> [TRAVAIL DEMANDÉ]
Recopiez à l'identique l'intégralité du matériel ci-dessous, ligne par ligne, en omettant les images.

Enregistrements sources:
********************
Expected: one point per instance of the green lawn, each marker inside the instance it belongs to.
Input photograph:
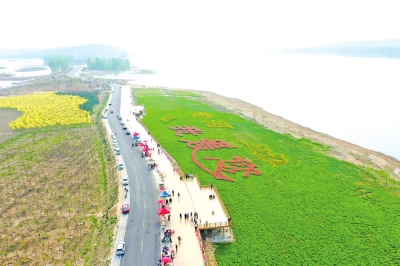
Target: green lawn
(148, 91)
(314, 210)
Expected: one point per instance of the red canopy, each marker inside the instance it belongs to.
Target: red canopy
(163, 211)
(166, 260)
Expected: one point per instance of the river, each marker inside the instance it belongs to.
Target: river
(355, 99)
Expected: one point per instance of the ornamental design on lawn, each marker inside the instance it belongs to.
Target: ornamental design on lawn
(186, 130)
(202, 114)
(218, 124)
(167, 119)
(263, 152)
(237, 164)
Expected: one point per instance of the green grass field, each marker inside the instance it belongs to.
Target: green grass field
(314, 210)
(57, 187)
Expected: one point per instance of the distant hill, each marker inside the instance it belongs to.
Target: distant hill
(377, 48)
(75, 53)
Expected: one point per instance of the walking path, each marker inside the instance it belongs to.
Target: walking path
(191, 198)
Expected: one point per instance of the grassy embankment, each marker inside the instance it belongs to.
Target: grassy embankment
(57, 187)
(315, 210)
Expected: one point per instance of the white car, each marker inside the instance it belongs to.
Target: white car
(125, 181)
(121, 248)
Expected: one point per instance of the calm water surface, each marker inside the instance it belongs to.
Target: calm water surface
(350, 98)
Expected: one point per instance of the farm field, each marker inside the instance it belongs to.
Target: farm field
(58, 187)
(290, 203)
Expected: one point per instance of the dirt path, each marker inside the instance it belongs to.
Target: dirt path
(338, 148)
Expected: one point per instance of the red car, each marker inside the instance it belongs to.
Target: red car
(125, 208)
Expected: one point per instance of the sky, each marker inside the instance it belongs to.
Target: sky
(186, 26)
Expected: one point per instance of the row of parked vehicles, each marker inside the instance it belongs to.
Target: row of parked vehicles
(125, 182)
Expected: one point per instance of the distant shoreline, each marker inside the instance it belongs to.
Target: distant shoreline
(340, 149)
(31, 69)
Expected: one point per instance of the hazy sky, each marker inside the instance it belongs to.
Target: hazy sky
(191, 25)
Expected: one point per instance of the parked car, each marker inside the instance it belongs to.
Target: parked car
(125, 208)
(121, 248)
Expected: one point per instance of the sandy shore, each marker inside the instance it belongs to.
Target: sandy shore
(338, 148)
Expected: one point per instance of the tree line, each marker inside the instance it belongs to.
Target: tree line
(108, 64)
(57, 63)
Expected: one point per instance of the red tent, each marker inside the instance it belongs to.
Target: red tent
(166, 260)
(163, 211)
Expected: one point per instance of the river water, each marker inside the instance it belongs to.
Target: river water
(355, 99)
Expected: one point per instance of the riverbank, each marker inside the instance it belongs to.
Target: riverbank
(338, 148)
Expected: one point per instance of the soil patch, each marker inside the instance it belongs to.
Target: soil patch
(338, 148)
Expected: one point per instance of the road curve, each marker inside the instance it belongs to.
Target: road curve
(142, 234)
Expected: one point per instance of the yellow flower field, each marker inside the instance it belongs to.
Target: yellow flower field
(46, 109)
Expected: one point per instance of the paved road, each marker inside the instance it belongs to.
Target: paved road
(142, 235)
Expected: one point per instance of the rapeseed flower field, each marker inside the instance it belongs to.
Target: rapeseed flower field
(46, 109)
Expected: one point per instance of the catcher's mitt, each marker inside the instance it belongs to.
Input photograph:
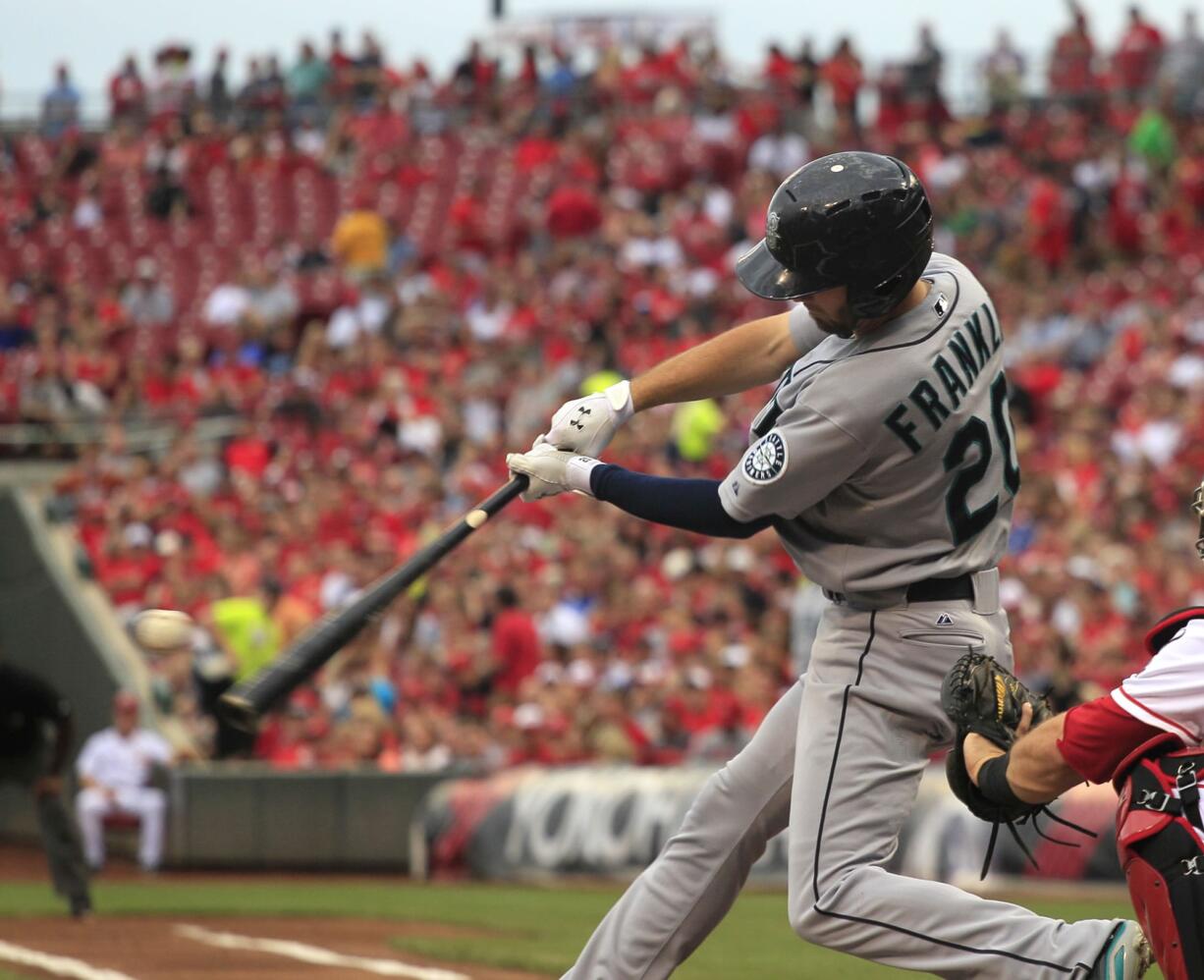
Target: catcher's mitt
(981, 696)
********************
> [RÉSULTAT OBTENU]
Expected: one point per instance of the green lawn, each marker inside the instance it belongs to.
Input photograph:
Target: green lawn
(148, 91)
(314, 210)
Expected: one point per instance of the red canopy, each marker inside the instance it belongs to.
Target: red canopy
(163, 211)
(166, 260)
Expected: one point per instance of the river, each marker inside the instance it belongs to.
Target: river
(355, 99)
Expected: one point per instance of the ornamental design on lawn, each marker inside the instance it belongs to.
Target: ornamental design on lawn
(186, 130)
(202, 114)
(218, 124)
(167, 119)
(263, 152)
(237, 164)
Expected: one point per instance of the green grass field, each marker inside the instance it belongs to.
Target: green grass field
(314, 210)
(57, 187)
Expected: one point per instance of the distant hill, each marker inside the instance it belongs to.
Target: distant hill
(377, 48)
(75, 53)
Expected: one point per instance of the walking path, each marker inside the instance it belongs to.
Target: walking path
(191, 198)
Expected: one point per instance of the grassy embankment, each marker inside the instance it belongs to.
Target: grassy embankment
(57, 187)
(315, 210)
Expected: one point per instance of the white car, each marker inside the instance it belongs to.
Target: white car
(125, 181)
(121, 248)
Expected: one point per instance of the calm water surface, each marker inside the instance it belongs to.
Target: calm water surface
(350, 98)
Expected: one point per instance of the farm field, each marker inside the instance it belongs to.
Target: farm field
(58, 187)
(290, 203)
Expected: one point per instance of the dirt path, each marker inside the instance it belongs to.
Target: dirt path
(338, 148)
Expected: one point per instance of the red car, each marker inside the instance it belongs to.
Target: red car
(125, 208)
Expected: one point per instance of the sky, each marker inside the instance it belongs to.
Target: sky
(186, 26)
Expected: one point per instance of the row of parked vehicles, each marker inside the instance it belongs to.
Target: row of parked vehicles
(125, 182)
Expected: one point per instance of the distant shoreline, each marker inside the instance it belongs to.
Target: distant shoreline
(340, 149)
(31, 69)
Expected: one point per instance of the hazy sky, each marker inside the instance it belongs to.
Target: hazy sky
(191, 25)
Expected: one point per instance of the parked car, each marker inside the instance it belongs to.
Target: parked car
(125, 208)
(121, 248)
Expected: one point per instance of the sandy shore, each marker inside the instance it belongs to.
Target: sandy shore
(338, 148)
Expected: one point per instance of the tree line, each marker inside the instance it belongs to.
Target: tree line
(108, 64)
(57, 63)
Expected: one point per instance of the red tent, each marker inside the instance it belongs to.
Target: red tent
(166, 260)
(163, 211)
Expected: one point per instance of the river water, each marker inside the instance it belongs to.
Target: river water
(355, 99)
Expected: one point per instance of the riverbank, each marker inside the instance it belongs to.
Target: riverbank
(338, 148)
Expected: one point per instance of the soil patch, each marker inside the instance it belongs to.
Target: soil patch
(338, 148)
Expected: one point per instance of the road curve, each marker inside the instance it belongs to.
Target: road curve
(142, 234)
Expected: one point per instance of the yellow flower field, each marker inside the instance it belongs to.
Target: yellow flower field
(46, 109)
Expected: one point per instance of the paved road, each marker inside the instance it belongs to.
Target: paved road
(142, 235)
Expected: one point per instance of the rapeseed flower field, each marker inside the instance it belongs to.
Target: rapeseed flower field
(46, 109)
Expected: one point per instance of the catcher's mitt, each marker inside the instance it belongs to.
Input photograph:
Target: catcher's mitt
(981, 696)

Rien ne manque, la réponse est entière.